▶ **TEXT SECTION**
## begin
July 11, 2014
Tuesday, December 3, 2013

A Berni confidant takes over Security

María Cecilia Rodríguez, a 46-year-old political scientist, is the newly-appointed Security minister.
By Luciana Bertoia
Herald Staff

In another reshuffle, María Cecilia Rodríguez is surprisingly appointed to replace Puricelli

In another surprise Cabinet reshuffle, María Cecilia Rodríguez was yesterday appointed as President Cristina Fernández de Kirchner’s Security Minister to replace Arturo Puricelli, who stepped down from the post he had only recently taken.

Rodríguez’s designation appears to consolidate her second-in-command, Security Secretary Sergio Berni, as the country’s security czar, who has managed to survive repeated ministerial shifts while staying put in his number-two slot.

Although some say that Rodríguez, a 46-year-old political scientist, is not experienced enough to deal with this sensitive area, human rights organizations celebrated her appointment as she could bring a more socially minded approach to policies to fight crime, mainly due to her academic record as well as her experience in office.

Yesterday’s was the second change the Ministry has undergone in six months. In June, Fernández de Kirchner decided to replace Nilda Garré, who became the Argentine ambassador to the Organization of American States (OAS), with former defence minister Arturo Puricelli. Garré’s replacement was seen by human rights groups as someone with a worrying tendency to confuse the areas of defence and security.

No reasons for his resignation were given yesterday and it was not clear if he decided to leave his post yesterday or on Friday, when he met the President at the Olivos residence. Fernández de Kirchner first met with Puricelli and, in a separate meeting, talked to Berni.

As far as is known, Berni was confirmed in his position and will retain as much power as before. The media presented Cecilia Rodríguez as a person on good terms with her powerful subordinate. They met when both served at the Social Development Ministry headed by Alicia Kirchner, the president’s sister-in-law. Sources confirmed that information.

Some claim Rodríguez was an activist in the Kirchnerite youth organization La Cámpora and others say she was a member of the youth organization Kolina, led by Alicia Kirchner. But that information could not be confirmed.

An unexpected change

Yesterday afternoon, the presidential spokesman, Alfredo Scoccimarro, appeared to announce that Puricelli had resigned and that Fernández de Kirchner had chosen Rodríguez to replace him. Tomorrow at 7pm, Rodríguez will be sworn in as the new Security minister along with Father Juan Carlos Molina, who on Friday was appointed as the head of the Sedronar anti-drug agency.
## end
▶ **TASKS TO CARRY OUT**
a) From the article on Rodríguez's appointment, echo the stretch from "In another reshuffle, María" through "only recently taken.".
b) According to the article on Rodríguez's appointment, to what post was Father Juan Carlos Molina appointed on Friday?
The entries after the article on Rodríguez's appointment are not needed.

▶ **LISTED RECORDS**
## begin
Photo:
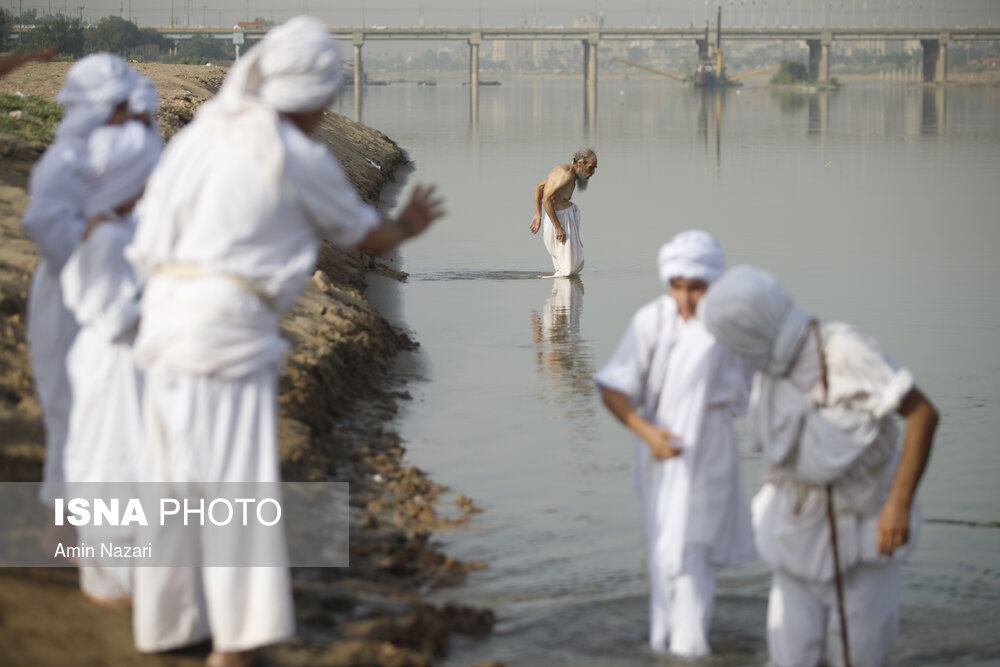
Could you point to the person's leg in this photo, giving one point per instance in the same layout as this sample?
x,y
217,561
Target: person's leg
## end
▶ **RESPONSES TO THE TASKS**
a)
In another reshuffle, María Cecilia Rodríguez is surprisingly appointed to replace Puricelli

In another surprise Cabinet reshuffle, María Cecilia Rodríguez was yesterday appointed as President Cristina Fernández de Kirchner’s Security Minister to replace Arturo Puricelli, who stepped down from the post he had only recently taken.

b) He was appointed head of the Sedronar anti-drug agency.